:: Extract ::
Submissions on sentence
Messrs Douglas and Nicholls
[152] The appellants submitted that the Judge erred in his assessment of the correct test for intention, and that as a result the sentence needed to be reduced to reflect the actual level of criminal culpability. For that reason, the appellants proposed that this Court consider the appropriate sentence “from first principles”.
[153] As to a starting point, the appellants relied on a number of authorities. The first was R v Buckley,[90] in which Mr Buckley pleaded guilty to four charges of false statement by a promoter, 19 charges of theft by a person in a special relationship, one charge of false statement in an advertisement, and one charge of false statement to a trustee. $13.25 million was lost as a result of Mr Buckley’s actions. The sentencing Judge adopted a starting point of four and a half years for the false statement charges with an uplift of 18 months for the s 220 charges. A concurrent starting point of three years was adopted for the other charges. A 25 per cent discount was given for the guilty plea, and another 25 per cent discount was adopted for remorse, cooperation, rehabilitation and lapse of time.
[154] The other authorities referred to by the appellants included those referred to by Wylie J in his sentencing decision: R v Kirk; R v Bowden; R v Ludlow; and R v Petricevic.
[155] Next, the appellants submitted that their culpability is at a lower level than assessed by Wylie J, as the circumstances of the case did not involve concealment or dishonesty. While there were large sums of money involved, the transactions were genuine loans and there is no evidence that they would not have been repaid had the finance industry collapse not occurred. Furthermore, the offending is in relation to two isolated transactions: there is no evidence of ongoing wrongful conduct. Finally, it was accepted by the trial Judge that Capital + Merchant Finance Ltd did not collapse as a result of the offending, making it difficult to assess the magnitude of the impact of the offending on investors.
[156] The appellants submitted that the Judge correctly identified that there were no general aggravating factors. In terms of mitigating factors, counsel submitted that Wylie J had erred in not considering that the evidence established that the parties had received legal advice to the effect that it was possible that the transactions would be in the “ordinary course of business”, and that as a result he erred in failing to consider this as a mitigating factor.
[157] The appellants argued that the Judge erred by making the sentence for the Numeria 1 transaction cumulative upon the sentences for the Clyde 1 and 2 transactions. They submitted that a cumulative approach had not been taken in any of the other finance company cases.
[158] Taking all these factors into consideration, counsel submitted that an appropriate starting point would be approximately three years’ imprisonment.

:: Raw data ::
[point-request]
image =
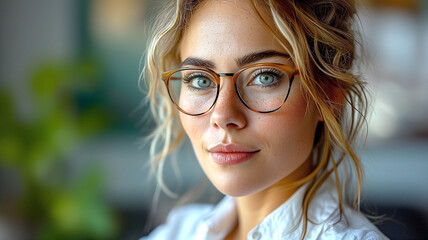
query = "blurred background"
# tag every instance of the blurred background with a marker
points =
(72, 159)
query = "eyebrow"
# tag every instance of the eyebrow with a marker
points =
(256, 56)
(246, 59)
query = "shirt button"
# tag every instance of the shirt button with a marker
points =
(256, 235)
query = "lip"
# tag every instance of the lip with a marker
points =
(231, 154)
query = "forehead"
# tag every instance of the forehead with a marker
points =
(226, 30)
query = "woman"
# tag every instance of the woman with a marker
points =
(261, 89)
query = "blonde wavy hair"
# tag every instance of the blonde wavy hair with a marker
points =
(321, 41)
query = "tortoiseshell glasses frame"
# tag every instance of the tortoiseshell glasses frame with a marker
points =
(289, 70)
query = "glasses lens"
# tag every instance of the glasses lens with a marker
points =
(263, 88)
(193, 91)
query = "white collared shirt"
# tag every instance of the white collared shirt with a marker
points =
(202, 221)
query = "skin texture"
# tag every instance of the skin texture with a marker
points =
(221, 32)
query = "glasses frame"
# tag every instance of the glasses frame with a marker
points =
(291, 72)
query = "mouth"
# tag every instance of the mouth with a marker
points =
(231, 154)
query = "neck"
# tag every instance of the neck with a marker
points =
(252, 209)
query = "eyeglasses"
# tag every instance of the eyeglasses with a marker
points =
(262, 87)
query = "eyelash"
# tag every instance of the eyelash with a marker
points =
(278, 74)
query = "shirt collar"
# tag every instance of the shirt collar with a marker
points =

:: Tasks for this exercise ::
[A] In the sentencing submissions, why did the appellants ask this Court to consider the sentence "from first principles"? Answer in one to three sentences.
[B] According to the sentencing submissions, how much money was lost because of Mr Buckley's actions?
[C] Pick up the sentencing submissions after their last sentence and keep writing.
The listing isn't needed for anything here.

:: Answers to each task ::
[A] The appellants argued that the Judge got the test for intention wrong. Because of that, they said the sentence had to be reduced to match their real level of criminal culpability, so they asked the Court to work out the sentence "from first principles".

[B] $13.25 million.

[C]
[159] In terms of personal mitigating factors the appellants submitted that a discount ought to have been given for the “good conduct” of the appellants during the trial process. While Messrs Nicholls and Douglas did not plead guilty, they did not contest things that were not seriously contestable. Second, counsel argued that the age of the appellants (Mr Douglas is 59 and Mr Nicholls 57) ought to be taken into account. Third, counsel contended that greater discounts ought to have been given for the appellants’ remorse and previous good character.
[160] Taking these factors together, the appellants submit that a discount of approximately 25 per cent would be appropriate.
[161] Finally, the appellants submitted that a sentence of home detention was appropriate. Because the transactions pre-date 1 October 2007, jurisdiction to impose a sentence of home detention is not dependent upon the requirement that the Court would otherwise sentence the offender to a sentence of 2 years or less. It was submitted that here home detention would be appropriate given the fact that the convictions will weigh heavily on the appellants. The appellants drew attention to the fact that they are willing and able to engage in community work.
Mr Tallentire
[162] Mr Tallentire made submissions on appeal against sentence separately to the submissions of Messrs Douglas and Nicholls. As to the starting point, Mr Tallentire submitted that Wylie J adopted a starting point that was unduly high and inconsistent with other cases.
[163] First, he submitted that the degree of culpability assessed by the Judge was too high. It was incorrect to characterise the offending as involving “significant planning and premeditation”. That was because no related party loans had been contemplated until a little under a month prior to the Clyde loans. Furthermore, there was no evidence that the legal structure had been designed by Mr Tallentire. Mr Gedye submitted that Mr Tallentire’s liability was not so high as to warrant a six year sentence when it was recognised that the maximum sentence available was seven years’ imprisonment.
[164] Second, counsel submitted that it was incorrect to categorise Mr Tallentire’s actions as involving a severe breach of trust. That was because all offending under s 220 involves a breach of trust due to the fact that a special relationship must be found as an element. Accordingly, breach of trust is already incorporated into the maximum penalty for the offence.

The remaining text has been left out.